WHAT THE TASK ASKS:
The records appear below. Copy each one exactly.

AVAILABLE RECORDS:
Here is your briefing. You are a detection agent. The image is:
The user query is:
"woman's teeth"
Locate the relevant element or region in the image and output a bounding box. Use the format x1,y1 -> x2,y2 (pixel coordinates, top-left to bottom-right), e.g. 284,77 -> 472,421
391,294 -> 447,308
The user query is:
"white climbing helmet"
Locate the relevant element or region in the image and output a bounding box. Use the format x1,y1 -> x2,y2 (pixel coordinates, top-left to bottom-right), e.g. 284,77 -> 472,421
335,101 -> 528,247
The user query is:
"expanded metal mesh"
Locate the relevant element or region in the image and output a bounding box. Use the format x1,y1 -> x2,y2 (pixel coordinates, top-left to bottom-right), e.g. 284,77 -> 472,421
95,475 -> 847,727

TASK SOLUTION:
Here is your briefing. You are a detection agent. The image is:
The user query is:
"woman's teeth"
Locate the relevant element or region in the image and output a bounding box. Use the format x1,y1 -> x2,y2 (pixel coordinates, top-left to bottom-right), e.g. 284,77 -> 472,421
391,294 -> 447,308
The user query is:
"white climbing helmet"
Locate the relevant element or region in the image and output a bounding box. Use the format x1,y1 -> x2,y2 (pixel coordinates, top-left to bottom-right), e.g. 284,77 -> 472,421
335,101 -> 528,247
The user query is:
"expanded metal mesh"
Locate the relevant element or region in the image and output a bounding box. Use the format x1,y1 -> x2,y2 (pixel coordinates, top-left to bottom-right), e.g. 284,77 -> 472,421
95,475 -> 847,727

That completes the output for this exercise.